## TÂCHE DONNÉE A
Répondez aux questions suivantes sur l'extrait consacré aux foncteurs représentables.
(i) Entre quelles deux théories l'auteur de la question cherche-t-il un lien ?
(ii) Quel passage de quel ouvrage la réponse dit-elle avoir consulté ?
(iii) À quelle condition une catégorie est-elle dite cartésienne ?
━━━━━ EXTRAIT À LIRE ━━━━━
Représentations et foncteurs

Bonjour,
j'hésite à me lancer plus avant dans cette direction, alors je pose une question naïve : quel est le lien entre la théorie des représentations et celle des foncteurs représentables ? Peut-on dire que la question de la représentabilité des foncteurs est une généralisation de la théorie des représentations ?
Et pourquoi la représentabilité des foncteurs semble si importante pour les catégories ?
Merci.
ignatus.

Réponses

  • En consultant le paragraphe 6 du chapitre 1 de Géométrie plane et algèbre, je constate que l'existence de limites ou de colimites dans une catégorie est liée à la représentabilité de certains foncteurs. Une catégorie est dite cartésienne si toutes les limites finies existent, c'est-à-dire sont représentables. Cela équivaut à l'existence d'un objet final et de produits fibrés arbitraires.
━━━━━ DONNÉES D'ENTRÉE ━━━━━
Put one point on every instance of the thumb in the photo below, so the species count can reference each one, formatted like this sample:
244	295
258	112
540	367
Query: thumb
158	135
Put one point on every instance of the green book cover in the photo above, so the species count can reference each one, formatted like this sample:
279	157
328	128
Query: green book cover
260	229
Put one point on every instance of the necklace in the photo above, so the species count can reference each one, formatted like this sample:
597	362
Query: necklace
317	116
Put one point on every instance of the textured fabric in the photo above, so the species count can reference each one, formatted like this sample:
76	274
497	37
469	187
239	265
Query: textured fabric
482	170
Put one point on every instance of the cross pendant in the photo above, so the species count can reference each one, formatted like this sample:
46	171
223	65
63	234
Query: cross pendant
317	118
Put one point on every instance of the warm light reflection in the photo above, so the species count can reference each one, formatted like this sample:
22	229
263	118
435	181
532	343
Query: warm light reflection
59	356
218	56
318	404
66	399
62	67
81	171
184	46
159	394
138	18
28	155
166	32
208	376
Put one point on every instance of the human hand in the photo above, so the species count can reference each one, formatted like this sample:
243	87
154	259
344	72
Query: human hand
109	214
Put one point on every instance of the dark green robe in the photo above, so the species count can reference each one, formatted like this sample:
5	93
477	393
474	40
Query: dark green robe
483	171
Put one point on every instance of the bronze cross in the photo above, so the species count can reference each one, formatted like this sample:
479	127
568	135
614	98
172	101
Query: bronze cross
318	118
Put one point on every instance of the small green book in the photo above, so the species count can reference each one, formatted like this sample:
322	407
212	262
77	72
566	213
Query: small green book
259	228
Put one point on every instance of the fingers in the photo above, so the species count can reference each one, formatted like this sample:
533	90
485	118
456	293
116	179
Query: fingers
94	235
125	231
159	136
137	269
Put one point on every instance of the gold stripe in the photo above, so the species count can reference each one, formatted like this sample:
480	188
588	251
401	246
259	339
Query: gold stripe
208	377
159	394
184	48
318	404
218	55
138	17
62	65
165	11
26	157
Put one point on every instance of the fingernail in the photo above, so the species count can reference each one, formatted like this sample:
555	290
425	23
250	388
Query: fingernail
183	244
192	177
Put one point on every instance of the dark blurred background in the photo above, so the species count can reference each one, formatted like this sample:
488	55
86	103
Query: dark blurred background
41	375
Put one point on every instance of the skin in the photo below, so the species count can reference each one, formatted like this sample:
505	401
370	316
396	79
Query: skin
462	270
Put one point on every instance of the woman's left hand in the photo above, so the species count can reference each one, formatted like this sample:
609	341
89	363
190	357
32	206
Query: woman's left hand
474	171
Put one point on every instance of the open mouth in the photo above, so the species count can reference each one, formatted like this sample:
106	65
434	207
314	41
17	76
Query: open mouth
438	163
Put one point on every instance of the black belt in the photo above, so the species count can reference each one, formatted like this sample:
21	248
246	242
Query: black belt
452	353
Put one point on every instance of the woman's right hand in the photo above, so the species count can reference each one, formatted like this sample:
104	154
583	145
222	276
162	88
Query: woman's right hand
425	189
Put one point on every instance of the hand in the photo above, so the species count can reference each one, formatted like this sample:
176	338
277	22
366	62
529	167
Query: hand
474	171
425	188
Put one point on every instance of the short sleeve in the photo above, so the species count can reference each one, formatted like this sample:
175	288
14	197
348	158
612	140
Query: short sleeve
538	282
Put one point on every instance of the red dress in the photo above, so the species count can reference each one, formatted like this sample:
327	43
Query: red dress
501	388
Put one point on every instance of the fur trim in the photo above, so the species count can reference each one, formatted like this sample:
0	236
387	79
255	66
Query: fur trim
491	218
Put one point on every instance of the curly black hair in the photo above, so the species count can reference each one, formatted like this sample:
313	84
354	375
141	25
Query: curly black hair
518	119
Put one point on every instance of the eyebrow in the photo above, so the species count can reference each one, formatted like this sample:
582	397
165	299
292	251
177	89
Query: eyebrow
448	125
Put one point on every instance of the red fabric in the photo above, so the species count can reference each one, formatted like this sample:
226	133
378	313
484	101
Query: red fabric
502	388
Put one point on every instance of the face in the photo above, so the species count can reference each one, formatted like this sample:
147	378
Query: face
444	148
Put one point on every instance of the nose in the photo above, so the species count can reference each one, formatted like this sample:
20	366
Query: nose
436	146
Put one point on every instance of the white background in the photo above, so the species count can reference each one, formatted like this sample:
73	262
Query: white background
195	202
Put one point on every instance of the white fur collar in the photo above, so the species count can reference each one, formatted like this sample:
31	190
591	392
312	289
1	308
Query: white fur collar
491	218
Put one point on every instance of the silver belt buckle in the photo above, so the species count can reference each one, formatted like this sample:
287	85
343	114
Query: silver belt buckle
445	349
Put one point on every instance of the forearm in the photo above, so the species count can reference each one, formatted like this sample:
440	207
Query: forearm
━━━━━
## TÂCHE DONNÉE B
Relevez, en les recopiant, toutes les lignes de la liste ci-dessus qui contiennent la chaîne "light".

## RÉPONSE ATTENDUE A
(i) La théorie des représentations et celle des foncteurs représentables.
(ii) Le paragraphe 6 du chapitre 1 de Géométrie plane et algèbre.
(iii) Si toutes les limites finies existent, c'est-à-dire sont représentables.

## RÉPONSE ATTENDUE B
Put one point on every instance of the warm light reflection in the photo above, so the species count can reference each one, formatted like this sample:
Query: warm light reflection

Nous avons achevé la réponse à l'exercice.